* **Data for this task**
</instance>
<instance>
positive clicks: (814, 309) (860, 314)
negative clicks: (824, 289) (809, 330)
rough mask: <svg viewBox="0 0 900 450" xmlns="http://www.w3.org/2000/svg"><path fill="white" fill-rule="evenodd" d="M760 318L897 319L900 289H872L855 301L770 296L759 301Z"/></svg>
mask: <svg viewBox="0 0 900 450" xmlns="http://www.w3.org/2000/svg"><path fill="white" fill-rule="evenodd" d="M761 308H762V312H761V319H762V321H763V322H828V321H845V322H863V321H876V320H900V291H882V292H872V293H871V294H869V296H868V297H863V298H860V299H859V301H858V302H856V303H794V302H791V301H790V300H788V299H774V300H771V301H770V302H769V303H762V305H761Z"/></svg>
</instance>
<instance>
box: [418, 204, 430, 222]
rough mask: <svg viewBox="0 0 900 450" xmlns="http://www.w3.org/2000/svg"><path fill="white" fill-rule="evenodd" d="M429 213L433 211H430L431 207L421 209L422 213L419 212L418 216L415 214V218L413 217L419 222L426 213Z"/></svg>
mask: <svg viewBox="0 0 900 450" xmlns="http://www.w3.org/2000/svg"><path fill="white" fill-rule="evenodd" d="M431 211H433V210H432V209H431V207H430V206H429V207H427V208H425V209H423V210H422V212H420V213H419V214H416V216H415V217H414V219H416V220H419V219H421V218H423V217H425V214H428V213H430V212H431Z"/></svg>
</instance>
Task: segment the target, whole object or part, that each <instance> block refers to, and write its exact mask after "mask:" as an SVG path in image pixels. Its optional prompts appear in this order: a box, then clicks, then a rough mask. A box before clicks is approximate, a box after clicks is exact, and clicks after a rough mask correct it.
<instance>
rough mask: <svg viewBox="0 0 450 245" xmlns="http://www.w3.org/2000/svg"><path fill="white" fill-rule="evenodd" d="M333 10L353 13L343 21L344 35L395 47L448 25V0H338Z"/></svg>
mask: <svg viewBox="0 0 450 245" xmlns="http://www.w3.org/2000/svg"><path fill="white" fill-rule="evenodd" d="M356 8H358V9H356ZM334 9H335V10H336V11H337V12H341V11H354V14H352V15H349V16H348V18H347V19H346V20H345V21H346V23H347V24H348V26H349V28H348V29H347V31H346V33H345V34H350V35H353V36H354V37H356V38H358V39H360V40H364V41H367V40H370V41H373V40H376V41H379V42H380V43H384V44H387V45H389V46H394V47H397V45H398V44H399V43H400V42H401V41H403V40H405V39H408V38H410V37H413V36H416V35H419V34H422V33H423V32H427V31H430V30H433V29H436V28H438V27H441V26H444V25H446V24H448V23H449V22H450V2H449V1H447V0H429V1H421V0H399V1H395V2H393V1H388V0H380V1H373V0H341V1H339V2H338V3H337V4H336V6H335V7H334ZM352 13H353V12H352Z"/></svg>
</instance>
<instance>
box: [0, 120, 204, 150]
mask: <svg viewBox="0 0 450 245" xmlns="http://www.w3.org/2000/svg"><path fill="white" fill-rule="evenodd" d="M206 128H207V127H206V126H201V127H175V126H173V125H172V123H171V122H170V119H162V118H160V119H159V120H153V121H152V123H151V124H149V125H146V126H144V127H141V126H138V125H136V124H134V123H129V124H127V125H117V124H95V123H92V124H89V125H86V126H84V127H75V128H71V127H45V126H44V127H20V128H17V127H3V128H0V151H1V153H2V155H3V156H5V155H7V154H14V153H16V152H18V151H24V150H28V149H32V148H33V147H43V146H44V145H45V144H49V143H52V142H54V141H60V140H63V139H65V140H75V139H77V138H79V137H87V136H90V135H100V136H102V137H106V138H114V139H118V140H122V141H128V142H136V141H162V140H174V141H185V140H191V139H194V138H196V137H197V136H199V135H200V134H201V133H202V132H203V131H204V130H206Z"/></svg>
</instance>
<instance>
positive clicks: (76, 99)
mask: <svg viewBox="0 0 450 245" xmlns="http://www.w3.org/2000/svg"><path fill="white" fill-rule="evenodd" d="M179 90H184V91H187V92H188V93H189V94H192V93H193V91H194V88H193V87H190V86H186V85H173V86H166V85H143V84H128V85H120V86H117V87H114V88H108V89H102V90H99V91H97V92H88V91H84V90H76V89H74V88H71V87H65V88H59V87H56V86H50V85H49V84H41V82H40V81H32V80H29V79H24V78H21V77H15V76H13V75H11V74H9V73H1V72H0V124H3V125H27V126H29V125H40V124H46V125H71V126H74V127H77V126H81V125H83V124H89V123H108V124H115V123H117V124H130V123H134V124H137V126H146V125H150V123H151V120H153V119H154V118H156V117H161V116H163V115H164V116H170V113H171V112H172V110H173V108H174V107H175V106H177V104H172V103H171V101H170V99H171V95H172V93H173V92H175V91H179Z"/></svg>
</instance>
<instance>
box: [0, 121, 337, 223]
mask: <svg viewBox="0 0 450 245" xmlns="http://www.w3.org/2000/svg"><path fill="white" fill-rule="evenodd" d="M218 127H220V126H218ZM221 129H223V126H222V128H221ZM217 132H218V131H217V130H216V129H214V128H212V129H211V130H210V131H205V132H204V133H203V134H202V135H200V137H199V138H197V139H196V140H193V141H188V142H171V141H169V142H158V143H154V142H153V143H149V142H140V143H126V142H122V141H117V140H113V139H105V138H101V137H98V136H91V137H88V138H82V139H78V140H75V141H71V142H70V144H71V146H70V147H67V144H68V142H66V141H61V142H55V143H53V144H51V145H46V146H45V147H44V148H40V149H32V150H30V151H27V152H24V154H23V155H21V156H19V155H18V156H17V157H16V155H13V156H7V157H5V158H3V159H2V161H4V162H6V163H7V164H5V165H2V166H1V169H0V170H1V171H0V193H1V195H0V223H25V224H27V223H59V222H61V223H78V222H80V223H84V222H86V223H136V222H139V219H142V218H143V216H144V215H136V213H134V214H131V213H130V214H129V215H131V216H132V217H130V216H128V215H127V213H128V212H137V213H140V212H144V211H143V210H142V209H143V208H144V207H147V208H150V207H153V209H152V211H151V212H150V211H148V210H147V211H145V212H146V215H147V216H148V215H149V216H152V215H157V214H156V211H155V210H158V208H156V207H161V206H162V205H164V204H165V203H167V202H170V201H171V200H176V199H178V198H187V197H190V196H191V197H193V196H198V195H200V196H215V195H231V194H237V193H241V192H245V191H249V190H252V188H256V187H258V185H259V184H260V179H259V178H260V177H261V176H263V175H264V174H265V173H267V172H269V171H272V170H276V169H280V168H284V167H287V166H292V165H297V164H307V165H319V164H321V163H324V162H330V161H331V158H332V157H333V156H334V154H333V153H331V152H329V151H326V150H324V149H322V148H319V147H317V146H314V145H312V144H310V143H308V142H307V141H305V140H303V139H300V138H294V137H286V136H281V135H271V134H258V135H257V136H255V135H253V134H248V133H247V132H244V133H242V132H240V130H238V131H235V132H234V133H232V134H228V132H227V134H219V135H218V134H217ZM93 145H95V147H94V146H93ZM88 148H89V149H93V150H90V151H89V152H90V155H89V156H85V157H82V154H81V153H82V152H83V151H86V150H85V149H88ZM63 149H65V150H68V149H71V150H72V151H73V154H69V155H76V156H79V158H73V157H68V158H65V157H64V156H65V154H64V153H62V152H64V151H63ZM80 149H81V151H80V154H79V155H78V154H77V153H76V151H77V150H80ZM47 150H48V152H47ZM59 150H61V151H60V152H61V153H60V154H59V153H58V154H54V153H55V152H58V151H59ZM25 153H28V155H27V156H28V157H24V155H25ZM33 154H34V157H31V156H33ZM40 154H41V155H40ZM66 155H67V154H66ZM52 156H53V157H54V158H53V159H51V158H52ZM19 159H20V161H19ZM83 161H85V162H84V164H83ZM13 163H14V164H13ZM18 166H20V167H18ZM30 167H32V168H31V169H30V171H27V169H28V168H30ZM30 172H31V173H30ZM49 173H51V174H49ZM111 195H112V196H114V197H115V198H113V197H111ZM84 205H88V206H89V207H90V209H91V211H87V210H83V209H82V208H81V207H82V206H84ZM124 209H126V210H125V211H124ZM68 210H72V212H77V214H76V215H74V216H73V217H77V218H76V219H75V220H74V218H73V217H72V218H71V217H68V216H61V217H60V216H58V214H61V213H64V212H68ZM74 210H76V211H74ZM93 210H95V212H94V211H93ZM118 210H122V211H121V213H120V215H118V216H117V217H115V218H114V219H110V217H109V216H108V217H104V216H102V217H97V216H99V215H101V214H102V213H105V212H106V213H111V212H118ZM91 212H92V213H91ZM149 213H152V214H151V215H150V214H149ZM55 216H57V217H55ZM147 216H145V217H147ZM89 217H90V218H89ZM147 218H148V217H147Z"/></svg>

* **What to produce**
Every line from the first entry to the line containing "box: [418, 204, 430, 222]" should be transcribed exactly, and nothing beyond it.

* **Problem solution**
</instance>
<instance>
positive clicks: (814, 309) (860, 314)
negative clicks: (824, 289) (809, 330)
rough mask: <svg viewBox="0 0 900 450" xmlns="http://www.w3.org/2000/svg"><path fill="white" fill-rule="evenodd" d="M760 318L897 319L900 289H872L855 301L770 296L759 301Z"/></svg>
mask: <svg viewBox="0 0 900 450" xmlns="http://www.w3.org/2000/svg"><path fill="white" fill-rule="evenodd" d="M761 308H762V312H761V319H762V321H763V322H828V321H845V322H863V321H876V320H900V291H882V292H872V293H871V294H869V296H868V297H863V298H860V299H859V301H858V302H856V303H794V302H791V301H790V300H788V299H774V300H771V301H770V302H769V303H762V305H761Z"/></svg>
</instance>
<instance>
box: [418, 204, 430, 222]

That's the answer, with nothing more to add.